◆ **Exercise details**: Locate every line in the records that contains the word "seed" and copy each of those lines.

— start of Stored data —

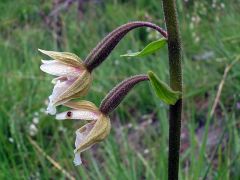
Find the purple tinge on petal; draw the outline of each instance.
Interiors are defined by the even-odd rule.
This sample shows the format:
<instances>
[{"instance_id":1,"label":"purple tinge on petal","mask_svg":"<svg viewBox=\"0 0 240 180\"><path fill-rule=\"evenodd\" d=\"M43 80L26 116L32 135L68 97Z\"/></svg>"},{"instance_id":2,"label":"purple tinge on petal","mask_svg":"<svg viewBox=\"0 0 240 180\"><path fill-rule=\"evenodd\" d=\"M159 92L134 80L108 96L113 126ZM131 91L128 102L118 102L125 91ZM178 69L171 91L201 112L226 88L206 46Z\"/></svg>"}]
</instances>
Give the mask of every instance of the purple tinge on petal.
<instances>
[{"instance_id":1,"label":"purple tinge on petal","mask_svg":"<svg viewBox=\"0 0 240 180\"><path fill-rule=\"evenodd\" d=\"M75 166L79 166L79 165L82 164L80 152L75 153L73 163L74 163Z\"/></svg>"},{"instance_id":2,"label":"purple tinge on petal","mask_svg":"<svg viewBox=\"0 0 240 180\"><path fill-rule=\"evenodd\" d=\"M88 109L72 109L56 115L57 120L80 119L80 120L97 120L99 113Z\"/></svg>"},{"instance_id":3,"label":"purple tinge on petal","mask_svg":"<svg viewBox=\"0 0 240 180\"><path fill-rule=\"evenodd\" d=\"M94 123L88 123L76 131L75 148L78 148L92 130Z\"/></svg>"},{"instance_id":4,"label":"purple tinge on petal","mask_svg":"<svg viewBox=\"0 0 240 180\"><path fill-rule=\"evenodd\" d=\"M237 107L237 109L240 109L240 102L237 102L236 107Z\"/></svg>"},{"instance_id":5,"label":"purple tinge on petal","mask_svg":"<svg viewBox=\"0 0 240 180\"><path fill-rule=\"evenodd\" d=\"M49 96L49 104L47 108L47 113L54 115L56 114L56 108L54 102L66 89L71 86L77 78L66 80L61 82L58 80L53 88L52 94Z\"/></svg>"},{"instance_id":6,"label":"purple tinge on petal","mask_svg":"<svg viewBox=\"0 0 240 180\"><path fill-rule=\"evenodd\" d=\"M69 66L57 60L42 60L43 64L40 69L43 72L54 76L73 76L77 77L81 73L79 68Z\"/></svg>"}]
</instances>

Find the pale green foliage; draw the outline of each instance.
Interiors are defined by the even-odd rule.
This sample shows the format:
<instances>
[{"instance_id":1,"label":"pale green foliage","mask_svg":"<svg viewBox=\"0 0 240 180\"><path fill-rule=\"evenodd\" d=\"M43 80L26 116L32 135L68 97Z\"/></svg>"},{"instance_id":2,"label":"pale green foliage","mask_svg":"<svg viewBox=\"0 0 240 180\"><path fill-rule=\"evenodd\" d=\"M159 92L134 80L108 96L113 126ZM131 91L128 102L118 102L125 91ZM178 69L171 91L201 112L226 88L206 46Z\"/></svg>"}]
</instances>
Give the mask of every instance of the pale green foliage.
<instances>
[{"instance_id":1,"label":"pale green foliage","mask_svg":"<svg viewBox=\"0 0 240 180\"><path fill-rule=\"evenodd\" d=\"M161 81L152 71L148 72L152 88L159 99L166 104L174 105L180 98L181 92L173 91L165 82Z\"/></svg>"},{"instance_id":2,"label":"pale green foliage","mask_svg":"<svg viewBox=\"0 0 240 180\"><path fill-rule=\"evenodd\" d=\"M153 54L158 50L162 49L166 45L166 43L167 39L161 38L148 44L142 51L123 54L121 55L121 57L143 57L149 54Z\"/></svg>"}]
</instances>

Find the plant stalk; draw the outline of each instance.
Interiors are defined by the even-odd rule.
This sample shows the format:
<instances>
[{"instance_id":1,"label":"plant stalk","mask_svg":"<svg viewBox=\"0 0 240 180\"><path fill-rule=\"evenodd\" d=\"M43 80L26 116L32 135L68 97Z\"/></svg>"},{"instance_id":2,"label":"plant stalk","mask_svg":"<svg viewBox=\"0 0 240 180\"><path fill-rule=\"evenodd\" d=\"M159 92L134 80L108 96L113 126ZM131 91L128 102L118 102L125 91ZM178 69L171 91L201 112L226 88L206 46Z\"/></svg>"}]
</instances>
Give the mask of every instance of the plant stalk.
<instances>
[{"instance_id":1,"label":"plant stalk","mask_svg":"<svg viewBox=\"0 0 240 180\"><path fill-rule=\"evenodd\" d=\"M168 32L168 56L170 86L175 91L182 92L182 52L178 28L175 0L162 0L164 17ZM182 99L175 105L170 105L169 111L169 156L168 179L177 180L179 171L179 149L181 134Z\"/></svg>"}]
</instances>

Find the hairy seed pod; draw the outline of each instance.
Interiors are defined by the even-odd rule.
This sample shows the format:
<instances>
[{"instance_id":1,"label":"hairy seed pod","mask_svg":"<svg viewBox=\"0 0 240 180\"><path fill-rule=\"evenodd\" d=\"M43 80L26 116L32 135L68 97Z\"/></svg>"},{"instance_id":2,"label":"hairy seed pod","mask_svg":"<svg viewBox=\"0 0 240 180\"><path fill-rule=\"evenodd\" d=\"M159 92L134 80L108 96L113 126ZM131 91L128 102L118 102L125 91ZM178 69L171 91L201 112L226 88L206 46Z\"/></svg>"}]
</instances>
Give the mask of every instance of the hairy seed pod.
<instances>
[{"instance_id":1,"label":"hairy seed pod","mask_svg":"<svg viewBox=\"0 0 240 180\"><path fill-rule=\"evenodd\" d=\"M106 115L112 112L136 84L146 80L149 80L147 75L136 75L119 83L103 99L99 108L100 111Z\"/></svg>"},{"instance_id":2,"label":"hairy seed pod","mask_svg":"<svg viewBox=\"0 0 240 180\"><path fill-rule=\"evenodd\" d=\"M101 64L116 47L119 41L131 30L138 27L149 27L157 30L162 36L167 38L167 32L156 24L144 21L134 21L124 24L109 33L87 56L84 61L88 71L92 71Z\"/></svg>"}]
</instances>

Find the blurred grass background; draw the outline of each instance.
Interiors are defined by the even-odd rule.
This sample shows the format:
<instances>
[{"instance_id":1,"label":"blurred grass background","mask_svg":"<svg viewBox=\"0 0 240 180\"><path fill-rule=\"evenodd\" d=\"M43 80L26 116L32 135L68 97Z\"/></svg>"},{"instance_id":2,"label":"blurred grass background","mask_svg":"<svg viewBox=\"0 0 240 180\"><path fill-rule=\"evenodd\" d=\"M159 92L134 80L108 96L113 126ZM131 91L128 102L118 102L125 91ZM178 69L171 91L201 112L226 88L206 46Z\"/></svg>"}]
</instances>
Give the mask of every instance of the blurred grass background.
<instances>
[{"instance_id":1,"label":"blurred grass background","mask_svg":"<svg viewBox=\"0 0 240 180\"><path fill-rule=\"evenodd\" d=\"M223 74L240 56L240 2L177 0L177 6L184 54L180 179L238 180L240 64L226 79ZM167 178L168 107L148 83L138 85L111 114L110 136L82 154L80 167L72 162L79 122L58 122L44 113L52 77L40 71L43 56L37 49L84 59L108 32L133 20L164 26L161 2L0 1L0 179ZM119 81L150 69L168 82L167 48L144 58L120 57L158 38L146 28L129 33L94 71L86 99L99 105ZM225 84L210 116L221 80Z\"/></svg>"}]
</instances>

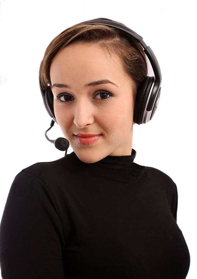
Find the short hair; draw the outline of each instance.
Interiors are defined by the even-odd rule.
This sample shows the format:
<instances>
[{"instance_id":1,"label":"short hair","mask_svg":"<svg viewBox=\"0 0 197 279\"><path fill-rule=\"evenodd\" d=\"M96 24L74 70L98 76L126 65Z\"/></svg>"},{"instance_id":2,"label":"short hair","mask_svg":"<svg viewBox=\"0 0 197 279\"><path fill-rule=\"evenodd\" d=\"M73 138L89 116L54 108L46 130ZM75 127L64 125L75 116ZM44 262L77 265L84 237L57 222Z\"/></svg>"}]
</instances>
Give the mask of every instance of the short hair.
<instances>
[{"instance_id":1,"label":"short hair","mask_svg":"<svg viewBox=\"0 0 197 279\"><path fill-rule=\"evenodd\" d=\"M104 18L92 20L97 20L114 21ZM69 44L77 42L93 43L103 47L111 57L112 54L115 53L120 58L123 69L130 78L133 89L134 106L138 88L147 75L143 48L136 40L124 31L100 24L79 23L66 29L52 40L45 51L40 65L39 75L41 89L47 90L48 85L51 88L50 67L55 55Z\"/></svg>"}]
</instances>

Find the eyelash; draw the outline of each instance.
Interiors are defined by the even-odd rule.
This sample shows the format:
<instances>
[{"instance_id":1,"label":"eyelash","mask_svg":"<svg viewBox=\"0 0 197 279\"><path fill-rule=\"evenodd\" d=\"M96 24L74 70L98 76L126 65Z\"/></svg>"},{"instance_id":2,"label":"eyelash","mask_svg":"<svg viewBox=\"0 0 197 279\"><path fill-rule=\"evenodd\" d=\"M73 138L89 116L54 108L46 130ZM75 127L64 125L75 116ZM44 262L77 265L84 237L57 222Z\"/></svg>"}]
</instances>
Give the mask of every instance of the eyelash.
<instances>
[{"instance_id":1,"label":"eyelash","mask_svg":"<svg viewBox=\"0 0 197 279\"><path fill-rule=\"evenodd\" d=\"M97 99L97 100L98 100L99 101L106 101L108 99L111 99L111 97L112 97L113 96L113 95L111 93L110 93L109 92L108 92L107 91L105 91L103 90L101 90L100 92L98 93L98 94L96 94L94 97L96 97L96 96L97 96L97 95L99 95L99 94L105 93L105 94L107 94L107 95L109 95L110 97L108 97L106 99ZM70 95L68 95L67 94L65 94L64 93L61 93L59 96L58 96L57 97L55 98L55 99L56 101L57 101L58 103L69 103L71 101L71 100L70 100L70 101L61 101L60 100L60 97L62 97L62 96L68 96L69 97L72 97L72 96L70 96Z\"/></svg>"}]
</instances>

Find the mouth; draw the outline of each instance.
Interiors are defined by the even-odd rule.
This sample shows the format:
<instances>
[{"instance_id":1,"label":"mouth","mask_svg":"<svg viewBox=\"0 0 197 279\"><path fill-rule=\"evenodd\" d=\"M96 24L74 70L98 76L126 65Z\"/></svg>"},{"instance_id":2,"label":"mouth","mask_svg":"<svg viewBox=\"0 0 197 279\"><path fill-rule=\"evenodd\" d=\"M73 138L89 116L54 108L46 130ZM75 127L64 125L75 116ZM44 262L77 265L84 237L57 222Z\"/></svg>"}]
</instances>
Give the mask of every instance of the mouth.
<instances>
[{"instance_id":1,"label":"mouth","mask_svg":"<svg viewBox=\"0 0 197 279\"><path fill-rule=\"evenodd\" d=\"M91 137L95 137L97 136L100 135L101 134L77 134L77 135L74 134L75 136L77 136L78 137L81 137L82 138L90 138Z\"/></svg>"},{"instance_id":2,"label":"mouth","mask_svg":"<svg viewBox=\"0 0 197 279\"><path fill-rule=\"evenodd\" d=\"M77 141L81 144L90 144L98 140L102 135L102 134L99 135L93 135L92 134L77 134L75 135L75 137Z\"/></svg>"}]
</instances>

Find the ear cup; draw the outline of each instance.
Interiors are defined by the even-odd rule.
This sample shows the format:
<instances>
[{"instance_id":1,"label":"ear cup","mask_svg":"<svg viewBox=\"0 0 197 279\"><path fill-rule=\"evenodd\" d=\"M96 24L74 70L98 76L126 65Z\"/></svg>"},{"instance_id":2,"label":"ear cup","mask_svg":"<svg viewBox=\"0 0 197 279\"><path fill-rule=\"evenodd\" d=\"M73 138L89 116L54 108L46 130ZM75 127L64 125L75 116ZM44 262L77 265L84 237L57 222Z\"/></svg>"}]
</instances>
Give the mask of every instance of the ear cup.
<instances>
[{"instance_id":1,"label":"ear cup","mask_svg":"<svg viewBox=\"0 0 197 279\"><path fill-rule=\"evenodd\" d=\"M49 87L47 91L45 91L45 98L48 110L52 115L54 120L57 122L53 108L53 94Z\"/></svg>"},{"instance_id":2,"label":"ear cup","mask_svg":"<svg viewBox=\"0 0 197 279\"><path fill-rule=\"evenodd\" d=\"M134 107L133 121L139 125L142 124L142 117L146 104L155 79L154 77L146 77L138 88Z\"/></svg>"}]
</instances>

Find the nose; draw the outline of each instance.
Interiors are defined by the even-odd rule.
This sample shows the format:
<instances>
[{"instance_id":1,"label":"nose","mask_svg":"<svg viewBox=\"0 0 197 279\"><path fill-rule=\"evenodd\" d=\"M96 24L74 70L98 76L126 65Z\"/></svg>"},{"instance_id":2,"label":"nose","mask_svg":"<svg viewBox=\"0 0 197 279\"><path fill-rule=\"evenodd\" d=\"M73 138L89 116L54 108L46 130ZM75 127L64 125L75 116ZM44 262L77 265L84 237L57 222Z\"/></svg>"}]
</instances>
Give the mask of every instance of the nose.
<instances>
[{"instance_id":1,"label":"nose","mask_svg":"<svg viewBox=\"0 0 197 279\"><path fill-rule=\"evenodd\" d=\"M86 125L92 123L94 122L93 110L93 106L88 103L87 99L78 100L74 110L73 122L75 125L82 128Z\"/></svg>"}]
</instances>

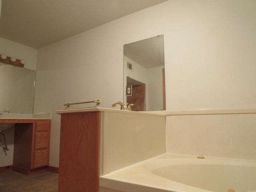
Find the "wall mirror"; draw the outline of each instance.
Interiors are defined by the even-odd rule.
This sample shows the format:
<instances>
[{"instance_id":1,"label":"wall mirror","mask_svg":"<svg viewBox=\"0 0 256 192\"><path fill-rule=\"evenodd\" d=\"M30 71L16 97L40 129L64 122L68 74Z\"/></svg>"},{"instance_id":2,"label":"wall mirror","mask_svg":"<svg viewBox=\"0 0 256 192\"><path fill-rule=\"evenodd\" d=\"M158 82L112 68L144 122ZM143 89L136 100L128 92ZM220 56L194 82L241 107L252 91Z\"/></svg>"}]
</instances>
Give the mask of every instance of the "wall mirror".
<instances>
[{"instance_id":1,"label":"wall mirror","mask_svg":"<svg viewBox=\"0 0 256 192\"><path fill-rule=\"evenodd\" d=\"M0 111L33 113L36 71L0 62Z\"/></svg>"},{"instance_id":2,"label":"wall mirror","mask_svg":"<svg viewBox=\"0 0 256 192\"><path fill-rule=\"evenodd\" d=\"M163 35L124 46L124 87L132 110L165 110Z\"/></svg>"}]
</instances>

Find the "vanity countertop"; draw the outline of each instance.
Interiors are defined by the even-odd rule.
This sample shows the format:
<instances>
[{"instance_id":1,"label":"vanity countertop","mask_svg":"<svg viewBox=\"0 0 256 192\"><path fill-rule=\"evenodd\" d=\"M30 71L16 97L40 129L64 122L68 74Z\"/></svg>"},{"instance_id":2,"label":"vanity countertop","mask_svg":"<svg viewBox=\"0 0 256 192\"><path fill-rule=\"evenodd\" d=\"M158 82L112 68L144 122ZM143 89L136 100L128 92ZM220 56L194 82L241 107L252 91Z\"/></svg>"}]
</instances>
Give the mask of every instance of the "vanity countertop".
<instances>
[{"instance_id":1,"label":"vanity countertop","mask_svg":"<svg viewBox=\"0 0 256 192\"><path fill-rule=\"evenodd\" d=\"M0 119L51 119L52 113L8 113L0 112Z\"/></svg>"}]
</instances>

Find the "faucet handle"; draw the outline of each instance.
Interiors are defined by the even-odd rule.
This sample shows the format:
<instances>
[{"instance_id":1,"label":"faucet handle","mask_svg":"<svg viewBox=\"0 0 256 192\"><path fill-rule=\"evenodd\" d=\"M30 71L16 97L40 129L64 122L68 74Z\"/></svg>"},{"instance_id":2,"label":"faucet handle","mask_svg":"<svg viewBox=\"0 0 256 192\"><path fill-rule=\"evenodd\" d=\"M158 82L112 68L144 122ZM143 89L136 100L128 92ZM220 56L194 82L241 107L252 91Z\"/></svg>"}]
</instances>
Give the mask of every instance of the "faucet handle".
<instances>
[{"instance_id":1,"label":"faucet handle","mask_svg":"<svg viewBox=\"0 0 256 192\"><path fill-rule=\"evenodd\" d=\"M134 104L133 103L131 103L129 104L129 103L127 103L127 110L128 111L131 111L132 108L131 106L133 106Z\"/></svg>"}]
</instances>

— end of Stored data —

◆ **Exercise output**:
Find the hairy seed pod; draw the outline of each instance.
[{"instance_id":1,"label":"hairy seed pod","mask_svg":"<svg viewBox=\"0 0 240 180\"><path fill-rule=\"evenodd\" d=\"M43 80L26 116L32 135L68 97Z\"/></svg>"},{"instance_id":2,"label":"hairy seed pod","mask_svg":"<svg viewBox=\"0 0 240 180\"><path fill-rule=\"evenodd\" d=\"M159 92L134 80L108 96L113 126ZM131 91L128 102L118 102L125 91ZM178 69L171 91L201 112L226 88L206 46Z\"/></svg>"}]
Give the mask of every instance of the hairy seed pod.
[{"instance_id":1,"label":"hairy seed pod","mask_svg":"<svg viewBox=\"0 0 240 180\"><path fill-rule=\"evenodd\" d=\"M106 115L112 112L136 84L146 80L149 80L147 75L136 75L119 83L103 99L99 108L100 111Z\"/></svg>"},{"instance_id":2,"label":"hairy seed pod","mask_svg":"<svg viewBox=\"0 0 240 180\"><path fill-rule=\"evenodd\" d=\"M101 64L116 47L119 41L131 30L138 27L149 27L157 30L162 36L167 38L167 32L156 24L144 21L134 21L124 24L109 33L87 56L84 61L88 71L92 71Z\"/></svg>"}]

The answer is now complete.